**TASK**
Below are the records; copy every line in them that holds the string "marker".
== RECORDS TO PROCESS
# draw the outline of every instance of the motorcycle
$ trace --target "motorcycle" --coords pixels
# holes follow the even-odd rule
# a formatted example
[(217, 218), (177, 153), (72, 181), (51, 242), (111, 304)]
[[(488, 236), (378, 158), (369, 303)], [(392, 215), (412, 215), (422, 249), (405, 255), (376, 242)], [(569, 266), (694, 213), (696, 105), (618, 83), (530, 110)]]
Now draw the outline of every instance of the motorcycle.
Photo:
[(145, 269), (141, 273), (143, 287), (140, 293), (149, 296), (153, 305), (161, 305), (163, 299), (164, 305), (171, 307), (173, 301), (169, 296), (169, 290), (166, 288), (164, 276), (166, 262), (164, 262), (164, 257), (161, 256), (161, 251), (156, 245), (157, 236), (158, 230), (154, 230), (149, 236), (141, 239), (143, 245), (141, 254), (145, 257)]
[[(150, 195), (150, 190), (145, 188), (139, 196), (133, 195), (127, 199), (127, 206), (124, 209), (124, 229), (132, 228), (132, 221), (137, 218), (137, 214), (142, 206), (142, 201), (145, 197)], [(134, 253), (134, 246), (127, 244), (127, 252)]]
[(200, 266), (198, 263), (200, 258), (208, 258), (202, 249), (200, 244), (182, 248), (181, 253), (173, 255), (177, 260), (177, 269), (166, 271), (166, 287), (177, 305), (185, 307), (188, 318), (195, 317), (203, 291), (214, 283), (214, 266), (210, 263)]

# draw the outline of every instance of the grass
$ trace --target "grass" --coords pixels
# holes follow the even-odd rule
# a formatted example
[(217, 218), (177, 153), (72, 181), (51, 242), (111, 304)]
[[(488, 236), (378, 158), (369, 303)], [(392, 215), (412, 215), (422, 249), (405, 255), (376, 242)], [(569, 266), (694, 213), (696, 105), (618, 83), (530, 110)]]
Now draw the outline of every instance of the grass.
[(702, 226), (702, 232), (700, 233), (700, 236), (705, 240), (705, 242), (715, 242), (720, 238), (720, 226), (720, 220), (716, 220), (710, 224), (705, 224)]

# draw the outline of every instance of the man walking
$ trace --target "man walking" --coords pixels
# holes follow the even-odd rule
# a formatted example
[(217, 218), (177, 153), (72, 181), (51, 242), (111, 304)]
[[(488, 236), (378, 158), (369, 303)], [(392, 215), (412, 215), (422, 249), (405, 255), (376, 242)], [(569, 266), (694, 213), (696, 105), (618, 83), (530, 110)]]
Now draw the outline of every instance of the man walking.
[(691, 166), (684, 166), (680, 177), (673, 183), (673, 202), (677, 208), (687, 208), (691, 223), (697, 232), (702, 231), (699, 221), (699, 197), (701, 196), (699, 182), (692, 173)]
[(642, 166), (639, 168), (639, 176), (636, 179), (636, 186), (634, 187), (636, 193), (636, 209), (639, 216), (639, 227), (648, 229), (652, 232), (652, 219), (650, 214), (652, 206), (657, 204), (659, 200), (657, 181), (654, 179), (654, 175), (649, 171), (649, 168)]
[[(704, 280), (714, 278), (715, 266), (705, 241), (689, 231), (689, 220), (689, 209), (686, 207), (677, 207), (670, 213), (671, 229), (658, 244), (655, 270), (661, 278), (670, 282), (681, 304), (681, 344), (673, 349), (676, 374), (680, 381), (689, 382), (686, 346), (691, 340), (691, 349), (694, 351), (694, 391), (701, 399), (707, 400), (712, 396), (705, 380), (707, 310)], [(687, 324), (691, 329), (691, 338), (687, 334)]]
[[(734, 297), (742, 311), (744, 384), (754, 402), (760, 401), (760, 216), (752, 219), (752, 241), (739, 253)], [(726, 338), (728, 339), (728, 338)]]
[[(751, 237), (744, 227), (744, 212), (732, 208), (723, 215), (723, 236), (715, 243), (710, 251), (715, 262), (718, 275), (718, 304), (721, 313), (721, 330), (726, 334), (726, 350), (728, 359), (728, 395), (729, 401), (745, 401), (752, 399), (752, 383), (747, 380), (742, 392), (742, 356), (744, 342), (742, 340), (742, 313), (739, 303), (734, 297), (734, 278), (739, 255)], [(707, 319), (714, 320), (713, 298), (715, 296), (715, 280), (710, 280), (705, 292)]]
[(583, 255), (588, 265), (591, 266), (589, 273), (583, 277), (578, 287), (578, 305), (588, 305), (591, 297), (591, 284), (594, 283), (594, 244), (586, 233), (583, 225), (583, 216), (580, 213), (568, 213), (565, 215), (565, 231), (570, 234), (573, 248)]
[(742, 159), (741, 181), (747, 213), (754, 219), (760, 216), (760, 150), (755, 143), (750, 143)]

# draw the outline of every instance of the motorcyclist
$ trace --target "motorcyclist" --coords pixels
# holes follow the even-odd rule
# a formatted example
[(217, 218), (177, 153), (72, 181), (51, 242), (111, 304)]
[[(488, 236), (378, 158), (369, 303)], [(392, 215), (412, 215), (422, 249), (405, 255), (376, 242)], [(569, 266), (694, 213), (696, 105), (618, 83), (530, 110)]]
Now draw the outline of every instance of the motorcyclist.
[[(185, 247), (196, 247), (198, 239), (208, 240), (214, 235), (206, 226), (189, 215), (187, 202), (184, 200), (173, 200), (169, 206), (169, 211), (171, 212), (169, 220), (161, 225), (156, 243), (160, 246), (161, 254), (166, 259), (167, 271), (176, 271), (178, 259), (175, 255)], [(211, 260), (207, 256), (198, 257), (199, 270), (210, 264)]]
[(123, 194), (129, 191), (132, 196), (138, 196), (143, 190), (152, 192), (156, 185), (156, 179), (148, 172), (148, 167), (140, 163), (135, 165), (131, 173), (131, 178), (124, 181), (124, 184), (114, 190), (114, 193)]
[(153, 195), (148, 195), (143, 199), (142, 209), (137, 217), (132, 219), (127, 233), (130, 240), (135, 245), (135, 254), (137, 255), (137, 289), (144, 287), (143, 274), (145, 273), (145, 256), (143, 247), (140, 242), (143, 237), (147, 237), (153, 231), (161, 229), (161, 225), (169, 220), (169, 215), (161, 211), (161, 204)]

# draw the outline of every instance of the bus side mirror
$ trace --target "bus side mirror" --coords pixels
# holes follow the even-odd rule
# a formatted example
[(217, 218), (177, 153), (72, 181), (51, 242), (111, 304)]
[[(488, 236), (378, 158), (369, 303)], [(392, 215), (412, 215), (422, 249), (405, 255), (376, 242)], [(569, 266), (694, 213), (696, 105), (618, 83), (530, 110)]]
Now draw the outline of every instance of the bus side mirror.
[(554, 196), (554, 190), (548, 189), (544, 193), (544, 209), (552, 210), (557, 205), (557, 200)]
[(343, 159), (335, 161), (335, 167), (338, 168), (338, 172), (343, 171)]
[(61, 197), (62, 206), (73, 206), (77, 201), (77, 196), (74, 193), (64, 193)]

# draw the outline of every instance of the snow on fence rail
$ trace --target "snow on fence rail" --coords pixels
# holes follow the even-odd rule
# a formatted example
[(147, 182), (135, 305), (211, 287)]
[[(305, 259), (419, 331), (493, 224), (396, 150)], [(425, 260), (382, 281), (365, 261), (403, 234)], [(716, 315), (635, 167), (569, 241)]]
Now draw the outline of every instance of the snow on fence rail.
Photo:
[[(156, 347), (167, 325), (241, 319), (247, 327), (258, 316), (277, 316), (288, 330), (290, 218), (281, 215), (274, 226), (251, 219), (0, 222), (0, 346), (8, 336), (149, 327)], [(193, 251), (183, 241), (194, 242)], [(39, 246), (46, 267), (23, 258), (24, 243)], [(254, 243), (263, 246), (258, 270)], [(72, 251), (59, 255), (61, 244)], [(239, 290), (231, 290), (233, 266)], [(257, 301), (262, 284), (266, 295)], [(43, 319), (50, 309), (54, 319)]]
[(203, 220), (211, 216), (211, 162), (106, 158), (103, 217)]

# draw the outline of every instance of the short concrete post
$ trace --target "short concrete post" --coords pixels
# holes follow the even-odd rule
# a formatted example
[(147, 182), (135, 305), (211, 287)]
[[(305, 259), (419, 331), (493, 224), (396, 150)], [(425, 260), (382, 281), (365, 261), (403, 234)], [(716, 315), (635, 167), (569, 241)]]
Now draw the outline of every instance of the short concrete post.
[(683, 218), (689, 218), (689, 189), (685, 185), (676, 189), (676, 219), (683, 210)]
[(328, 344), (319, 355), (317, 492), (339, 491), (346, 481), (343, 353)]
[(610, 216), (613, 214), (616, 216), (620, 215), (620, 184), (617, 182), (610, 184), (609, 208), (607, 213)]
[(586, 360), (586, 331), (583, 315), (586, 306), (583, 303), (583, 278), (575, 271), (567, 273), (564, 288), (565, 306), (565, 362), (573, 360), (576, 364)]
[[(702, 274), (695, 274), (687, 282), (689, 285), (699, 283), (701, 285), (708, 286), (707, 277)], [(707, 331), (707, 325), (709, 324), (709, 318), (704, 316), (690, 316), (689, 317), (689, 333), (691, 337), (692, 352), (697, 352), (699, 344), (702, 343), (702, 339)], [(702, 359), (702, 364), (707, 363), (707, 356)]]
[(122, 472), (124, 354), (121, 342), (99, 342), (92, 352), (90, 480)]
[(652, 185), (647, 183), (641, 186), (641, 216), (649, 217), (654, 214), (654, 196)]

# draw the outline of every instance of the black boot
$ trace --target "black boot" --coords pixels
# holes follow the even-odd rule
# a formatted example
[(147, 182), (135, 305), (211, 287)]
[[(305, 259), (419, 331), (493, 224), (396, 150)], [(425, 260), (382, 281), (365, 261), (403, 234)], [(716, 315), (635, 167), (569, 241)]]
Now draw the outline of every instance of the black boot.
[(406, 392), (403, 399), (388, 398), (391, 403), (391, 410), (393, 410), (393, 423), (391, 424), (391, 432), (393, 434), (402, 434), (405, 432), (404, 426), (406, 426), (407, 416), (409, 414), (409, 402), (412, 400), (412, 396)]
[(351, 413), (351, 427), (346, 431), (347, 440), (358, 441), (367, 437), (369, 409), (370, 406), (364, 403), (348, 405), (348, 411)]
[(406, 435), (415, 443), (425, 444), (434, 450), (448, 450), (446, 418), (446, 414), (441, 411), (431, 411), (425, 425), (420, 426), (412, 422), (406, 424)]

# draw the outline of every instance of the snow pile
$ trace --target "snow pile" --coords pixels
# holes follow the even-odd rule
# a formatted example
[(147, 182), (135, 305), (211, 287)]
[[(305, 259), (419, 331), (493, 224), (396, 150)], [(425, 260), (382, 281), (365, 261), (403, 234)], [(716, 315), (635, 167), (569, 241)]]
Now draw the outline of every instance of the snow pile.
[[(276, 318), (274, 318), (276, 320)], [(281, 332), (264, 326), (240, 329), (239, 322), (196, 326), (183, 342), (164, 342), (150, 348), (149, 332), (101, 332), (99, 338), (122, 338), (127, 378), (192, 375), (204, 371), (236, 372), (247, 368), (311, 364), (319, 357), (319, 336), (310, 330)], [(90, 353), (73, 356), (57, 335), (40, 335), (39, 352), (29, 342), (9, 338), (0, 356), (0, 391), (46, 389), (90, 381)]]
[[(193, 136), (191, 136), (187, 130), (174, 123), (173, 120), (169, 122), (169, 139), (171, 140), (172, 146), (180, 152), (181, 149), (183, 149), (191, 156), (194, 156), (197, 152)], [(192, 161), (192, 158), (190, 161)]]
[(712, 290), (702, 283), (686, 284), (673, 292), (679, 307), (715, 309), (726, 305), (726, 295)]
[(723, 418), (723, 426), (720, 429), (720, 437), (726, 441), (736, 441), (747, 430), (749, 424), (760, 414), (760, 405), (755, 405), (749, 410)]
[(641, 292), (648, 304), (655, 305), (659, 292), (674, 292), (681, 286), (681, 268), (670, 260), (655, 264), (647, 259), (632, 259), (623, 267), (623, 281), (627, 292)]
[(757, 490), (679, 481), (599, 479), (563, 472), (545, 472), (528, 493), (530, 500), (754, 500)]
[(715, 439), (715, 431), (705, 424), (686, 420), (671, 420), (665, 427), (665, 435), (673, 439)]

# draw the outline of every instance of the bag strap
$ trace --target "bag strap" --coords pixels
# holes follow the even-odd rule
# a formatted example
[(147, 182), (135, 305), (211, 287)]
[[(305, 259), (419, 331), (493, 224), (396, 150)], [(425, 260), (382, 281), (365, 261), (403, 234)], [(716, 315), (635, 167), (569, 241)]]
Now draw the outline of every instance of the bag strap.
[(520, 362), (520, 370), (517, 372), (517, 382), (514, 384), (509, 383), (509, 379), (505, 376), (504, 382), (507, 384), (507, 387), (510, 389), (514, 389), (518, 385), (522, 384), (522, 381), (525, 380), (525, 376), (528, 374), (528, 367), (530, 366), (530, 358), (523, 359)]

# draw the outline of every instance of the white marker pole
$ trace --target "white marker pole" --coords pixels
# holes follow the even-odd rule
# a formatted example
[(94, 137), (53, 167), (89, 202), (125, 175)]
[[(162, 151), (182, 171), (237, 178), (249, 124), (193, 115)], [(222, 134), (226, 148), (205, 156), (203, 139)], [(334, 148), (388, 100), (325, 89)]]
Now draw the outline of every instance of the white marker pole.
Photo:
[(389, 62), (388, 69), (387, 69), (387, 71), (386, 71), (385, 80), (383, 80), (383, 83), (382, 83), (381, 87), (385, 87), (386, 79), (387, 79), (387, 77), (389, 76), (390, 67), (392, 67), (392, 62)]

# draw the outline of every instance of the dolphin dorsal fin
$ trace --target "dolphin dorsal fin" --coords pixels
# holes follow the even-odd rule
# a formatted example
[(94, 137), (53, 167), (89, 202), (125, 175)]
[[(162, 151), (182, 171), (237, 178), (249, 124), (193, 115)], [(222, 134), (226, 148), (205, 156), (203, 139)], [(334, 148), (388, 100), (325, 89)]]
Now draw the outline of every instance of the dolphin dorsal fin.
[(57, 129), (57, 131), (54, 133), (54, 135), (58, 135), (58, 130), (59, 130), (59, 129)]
====
**EXPECTED OUTPUT**
# draw the outline of every instance of the white marker pole
$ trace --target "white marker pole" --coords pixels
Now draw the outline of every instance of the white marker pole.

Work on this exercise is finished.